Dataset entries
========================

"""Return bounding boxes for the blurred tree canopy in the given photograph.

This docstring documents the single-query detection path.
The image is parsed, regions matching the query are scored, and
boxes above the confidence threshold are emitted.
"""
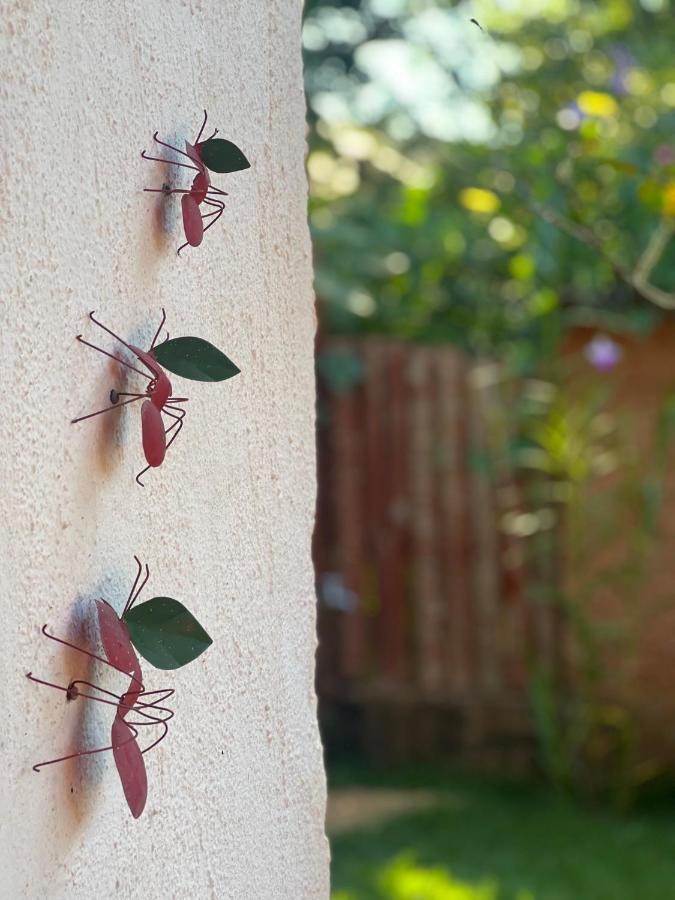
[304,0,675,368]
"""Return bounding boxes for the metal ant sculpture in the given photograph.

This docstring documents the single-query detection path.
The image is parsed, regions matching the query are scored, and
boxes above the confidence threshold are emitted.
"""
[72,309,185,485]
[27,561,170,818]
[27,557,212,818]
[72,309,239,486]
[141,109,250,254]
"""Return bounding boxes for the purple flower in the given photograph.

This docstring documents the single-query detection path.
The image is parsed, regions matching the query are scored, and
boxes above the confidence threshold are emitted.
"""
[654,144,675,167]
[609,45,635,97]
[584,334,623,372]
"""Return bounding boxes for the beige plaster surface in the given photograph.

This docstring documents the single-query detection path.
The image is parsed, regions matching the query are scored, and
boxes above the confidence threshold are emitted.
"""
[0,1,328,897]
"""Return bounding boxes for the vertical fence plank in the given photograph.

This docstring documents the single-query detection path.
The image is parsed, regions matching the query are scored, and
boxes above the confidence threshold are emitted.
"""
[333,378,368,680]
[409,348,446,692]
[437,349,473,696]
[381,343,410,681]
[468,364,502,697]
[316,338,551,763]
[363,343,409,681]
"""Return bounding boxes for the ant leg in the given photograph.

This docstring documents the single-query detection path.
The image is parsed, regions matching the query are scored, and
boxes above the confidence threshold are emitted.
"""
[149,308,167,352]
[200,196,225,215]
[139,719,169,755]
[135,464,151,487]
[143,187,227,198]
[68,682,173,726]
[110,690,174,755]
[127,692,175,728]
[140,151,198,173]
[151,133,200,163]
[25,674,140,771]
[85,312,166,382]
[156,413,183,454]
[176,200,224,255]
[134,414,183,486]
[113,715,170,755]
[30,675,173,738]
[135,688,175,708]
[164,404,186,417]
[71,393,143,425]
[27,672,173,772]
[60,682,175,732]
[76,335,151,382]
[201,199,225,237]
[29,724,139,772]
[26,672,82,700]
[162,403,186,420]
[163,410,185,448]
[87,311,149,362]
[36,624,144,693]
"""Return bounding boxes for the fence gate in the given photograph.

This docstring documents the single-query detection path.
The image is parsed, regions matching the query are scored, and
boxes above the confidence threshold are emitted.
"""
[315,338,562,767]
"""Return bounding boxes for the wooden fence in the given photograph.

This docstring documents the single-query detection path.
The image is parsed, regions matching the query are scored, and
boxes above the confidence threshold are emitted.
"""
[314,339,562,766]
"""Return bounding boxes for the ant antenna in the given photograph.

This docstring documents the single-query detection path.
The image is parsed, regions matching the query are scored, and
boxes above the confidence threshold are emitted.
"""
[149,309,167,351]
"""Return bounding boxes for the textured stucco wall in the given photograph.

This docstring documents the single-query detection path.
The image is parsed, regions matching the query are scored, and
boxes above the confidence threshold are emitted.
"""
[0,2,328,898]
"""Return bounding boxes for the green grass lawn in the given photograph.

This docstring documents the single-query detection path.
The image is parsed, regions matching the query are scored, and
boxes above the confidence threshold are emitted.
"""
[328,765,675,900]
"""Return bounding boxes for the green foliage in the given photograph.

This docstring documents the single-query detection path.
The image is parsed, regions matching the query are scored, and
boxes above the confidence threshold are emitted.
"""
[329,766,675,900]
[304,0,675,360]
[378,854,498,900]
[481,361,675,806]
[307,0,675,807]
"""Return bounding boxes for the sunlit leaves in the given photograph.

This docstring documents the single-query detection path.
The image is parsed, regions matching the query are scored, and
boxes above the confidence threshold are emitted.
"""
[577,91,619,118]
[459,188,500,215]
[378,854,498,900]
[509,254,535,281]
[304,0,675,354]
[662,184,675,218]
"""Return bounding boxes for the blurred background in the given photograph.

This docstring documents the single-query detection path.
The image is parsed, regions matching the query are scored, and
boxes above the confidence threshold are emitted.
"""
[304,0,675,897]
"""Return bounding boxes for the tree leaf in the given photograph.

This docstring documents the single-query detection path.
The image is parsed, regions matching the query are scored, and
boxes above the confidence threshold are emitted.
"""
[123,597,213,670]
[599,157,641,177]
[153,336,240,382]
[198,138,250,173]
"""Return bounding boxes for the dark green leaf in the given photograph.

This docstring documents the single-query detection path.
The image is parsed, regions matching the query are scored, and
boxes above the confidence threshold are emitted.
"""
[198,138,250,173]
[123,597,212,670]
[153,336,240,382]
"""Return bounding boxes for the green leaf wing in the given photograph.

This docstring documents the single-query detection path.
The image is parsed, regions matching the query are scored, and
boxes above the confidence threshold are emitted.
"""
[123,597,213,670]
[198,138,250,173]
[153,336,240,382]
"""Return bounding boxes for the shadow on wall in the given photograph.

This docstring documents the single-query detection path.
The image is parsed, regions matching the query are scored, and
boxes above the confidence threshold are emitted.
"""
[30,574,135,840]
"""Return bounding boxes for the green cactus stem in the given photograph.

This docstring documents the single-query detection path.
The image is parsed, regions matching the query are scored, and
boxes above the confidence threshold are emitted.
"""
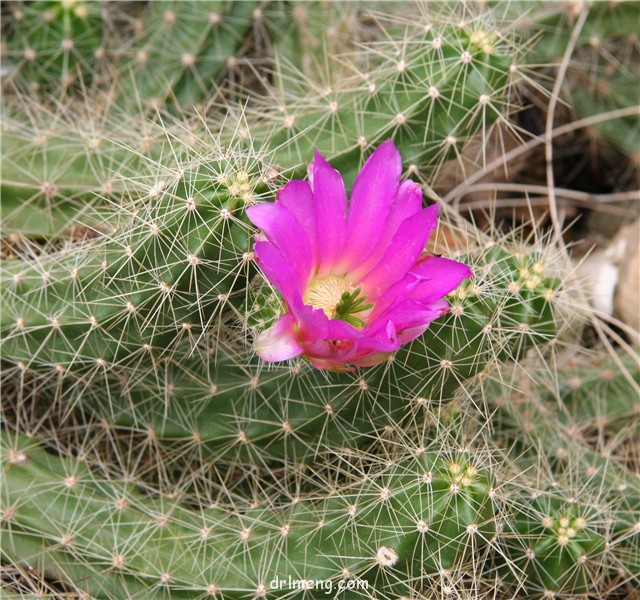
[1,431,495,599]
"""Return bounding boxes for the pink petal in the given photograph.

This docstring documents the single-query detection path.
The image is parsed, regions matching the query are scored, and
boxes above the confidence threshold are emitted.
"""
[356,320,402,353]
[312,150,347,276]
[394,298,450,344]
[253,314,303,361]
[277,180,319,270]
[397,325,430,345]
[301,338,358,362]
[369,255,465,322]
[291,293,361,342]
[369,300,446,334]
[247,202,313,284]
[348,180,423,282]
[335,140,401,273]
[290,293,329,340]
[408,256,473,303]
[368,274,421,322]
[254,241,302,306]
[359,204,439,301]
[327,318,363,341]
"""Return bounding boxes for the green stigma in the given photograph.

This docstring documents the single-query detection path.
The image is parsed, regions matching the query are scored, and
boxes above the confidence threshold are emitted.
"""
[333,288,373,328]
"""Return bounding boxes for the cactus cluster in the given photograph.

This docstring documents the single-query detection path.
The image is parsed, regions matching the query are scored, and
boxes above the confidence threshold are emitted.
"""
[3,1,259,107]
[1,2,638,599]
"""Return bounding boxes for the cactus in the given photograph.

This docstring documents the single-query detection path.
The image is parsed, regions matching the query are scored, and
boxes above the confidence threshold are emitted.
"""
[483,350,640,596]
[0,140,260,373]
[0,7,520,358]
[2,2,638,599]
[116,0,259,112]
[1,203,565,466]
[0,106,158,238]
[3,1,259,108]
[258,1,364,80]
[498,451,640,597]
[244,14,516,188]
[1,430,495,599]
[2,0,261,240]
[2,11,516,241]
[3,0,106,93]
[1,9,526,465]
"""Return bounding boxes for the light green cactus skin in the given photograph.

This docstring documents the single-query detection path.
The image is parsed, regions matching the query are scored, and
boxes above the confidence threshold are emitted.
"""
[0,11,532,464]
[0,122,152,238]
[1,431,494,599]
[4,0,105,91]
[549,356,640,433]
[487,352,640,446]
[503,494,608,595]
[117,0,259,112]
[0,158,256,373]
[485,353,640,596]
[2,3,638,599]
[248,20,514,188]
[500,453,640,597]
[260,1,363,79]
[1,15,515,239]
[517,1,639,65]
[4,1,259,107]
[1,232,561,465]
[2,0,259,239]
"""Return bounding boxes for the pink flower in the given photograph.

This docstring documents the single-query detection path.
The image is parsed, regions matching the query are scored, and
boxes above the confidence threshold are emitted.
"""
[247,140,471,371]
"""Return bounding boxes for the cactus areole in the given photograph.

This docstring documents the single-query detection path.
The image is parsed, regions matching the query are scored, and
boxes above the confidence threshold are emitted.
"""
[247,140,471,370]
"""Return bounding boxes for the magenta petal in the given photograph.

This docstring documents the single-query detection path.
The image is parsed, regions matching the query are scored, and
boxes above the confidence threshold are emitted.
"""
[253,314,303,361]
[408,256,473,303]
[291,298,329,341]
[277,180,319,270]
[335,140,401,273]
[291,293,361,342]
[351,331,400,355]
[248,140,470,369]
[359,204,439,300]
[369,300,445,334]
[312,150,347,276]
[327,318,362,341]
[397,324,430,345]
[301,338,358,362]
[247,202,312,284]
[368,274,420,321]
[348,180,423,282]
[254,241,301,306]
[425,297,450,315]
[395,298,449,344]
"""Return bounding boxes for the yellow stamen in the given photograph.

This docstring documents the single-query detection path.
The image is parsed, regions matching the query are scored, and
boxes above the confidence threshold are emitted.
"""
[304,276,355,318]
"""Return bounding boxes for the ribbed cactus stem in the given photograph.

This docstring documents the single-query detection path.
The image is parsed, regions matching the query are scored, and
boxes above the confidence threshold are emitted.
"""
[1,432,495,599]
[0,150,258,372]
[4,235,561,468]
[2,15,516,240]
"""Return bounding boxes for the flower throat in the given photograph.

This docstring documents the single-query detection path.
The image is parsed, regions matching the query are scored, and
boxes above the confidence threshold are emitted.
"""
[304,276,373,327]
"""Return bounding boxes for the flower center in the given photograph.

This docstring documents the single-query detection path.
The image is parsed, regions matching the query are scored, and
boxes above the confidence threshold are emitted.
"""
[304,276,374,327]
[305,276,355,318]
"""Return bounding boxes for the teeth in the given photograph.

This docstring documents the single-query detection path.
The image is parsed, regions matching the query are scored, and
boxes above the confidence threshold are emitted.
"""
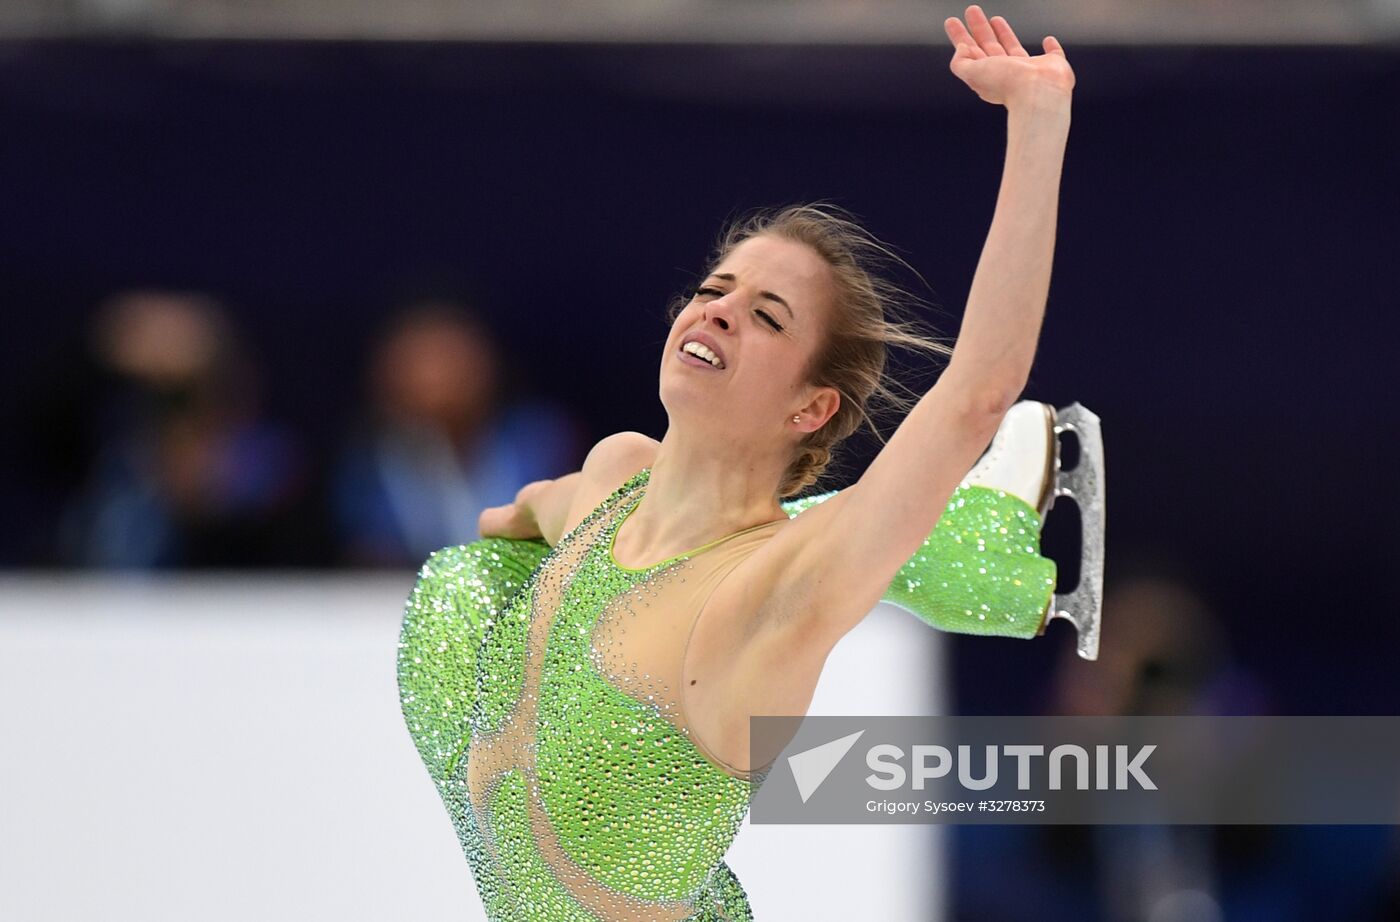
[682,341,724,368]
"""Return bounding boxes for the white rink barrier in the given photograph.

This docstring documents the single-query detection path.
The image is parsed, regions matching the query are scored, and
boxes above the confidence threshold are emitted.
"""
[0,573,945,922]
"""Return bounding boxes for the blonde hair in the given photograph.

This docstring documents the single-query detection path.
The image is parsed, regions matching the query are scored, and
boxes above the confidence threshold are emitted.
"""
[668,202,955,498]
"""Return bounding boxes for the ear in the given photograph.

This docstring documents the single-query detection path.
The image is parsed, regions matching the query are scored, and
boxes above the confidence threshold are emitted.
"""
[795,385,841,433]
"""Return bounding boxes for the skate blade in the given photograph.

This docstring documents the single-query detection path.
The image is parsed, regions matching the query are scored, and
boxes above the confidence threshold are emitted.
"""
[1045,402,1106,661]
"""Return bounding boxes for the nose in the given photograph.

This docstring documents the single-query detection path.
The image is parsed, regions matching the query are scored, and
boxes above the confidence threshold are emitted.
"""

========================

• AIM OF THE TASK: For this exercise, find all lines in the records containing the word "wall" and copy them.

• EXPECTED ANSWER:
"""Return bounding boxes for the textured stucco wall in the given photograph.
"""Return bounding boxes for the shadow on wall in the given photograph.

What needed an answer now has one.